WHAT THE TASK ASKS: Reproduce the following lines verbatim, leaving every character unchanged.

DATA SHOWN:
*****

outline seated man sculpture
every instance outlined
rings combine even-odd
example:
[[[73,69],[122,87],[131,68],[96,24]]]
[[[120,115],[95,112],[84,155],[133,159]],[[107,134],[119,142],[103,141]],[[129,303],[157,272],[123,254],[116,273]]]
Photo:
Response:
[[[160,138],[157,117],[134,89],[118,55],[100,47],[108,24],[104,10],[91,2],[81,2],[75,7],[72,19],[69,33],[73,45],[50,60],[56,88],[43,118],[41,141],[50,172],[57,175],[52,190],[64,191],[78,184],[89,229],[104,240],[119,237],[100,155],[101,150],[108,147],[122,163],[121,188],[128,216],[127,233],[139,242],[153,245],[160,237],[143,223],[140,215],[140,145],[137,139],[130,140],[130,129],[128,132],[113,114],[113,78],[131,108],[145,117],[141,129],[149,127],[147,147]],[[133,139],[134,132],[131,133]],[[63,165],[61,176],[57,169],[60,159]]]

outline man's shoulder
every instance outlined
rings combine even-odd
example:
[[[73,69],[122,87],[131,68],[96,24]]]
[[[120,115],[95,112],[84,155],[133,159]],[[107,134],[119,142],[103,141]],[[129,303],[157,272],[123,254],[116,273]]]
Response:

*****

THE RESPONSE:
outline seated man sculpture
every instance outlined
rings combine even-odd
example:
[[[73,69],[122,87],[131,68],[96,24]]]
[[[120,115],[95,112],[84,155],[133,159]],[[107,134],[119,142],[103,141]],[[129,303],[157,272],[123,254],[116,273]]]
Photo:
Response:
[[[160,138],[157,117],[134,89],[118,55],[100,47],[108,24],[104,10],[91,2],[81,2],[75,7],[72,19],[69,33],[73,45],[50,60],[56,88],[43,118],[41,141],[50,172],[57,175],[52,190],[64,191],[78,184],[89,229],[104,240],[119,237],[100,155],[101,150],[108,147],[122,163],[121,188],[128,216],[127,233],[139,242],[153,245],[160,237],[143,223],[140,215],[140,145],[137,139],[130,140],[130,129],[128,132],[113,114],[113,78],[131,108],[145,117],[141,129],[149,127],[147,147]],[[133,139],[134,132],[131,133]],[[63,165],[61,176],[57,169],[60,159]]]

outline man's shoulder
every instance outlined
rings combine even-odd
example:
[[[73,69],[122,87],[131,68],[96,24]]]
[[[120,115],[95,112],[84,155],[133,159]],[[107,134],[119,142],[103,141]],[[129,303],[157,272],[123,254],[116,273]]]
Response:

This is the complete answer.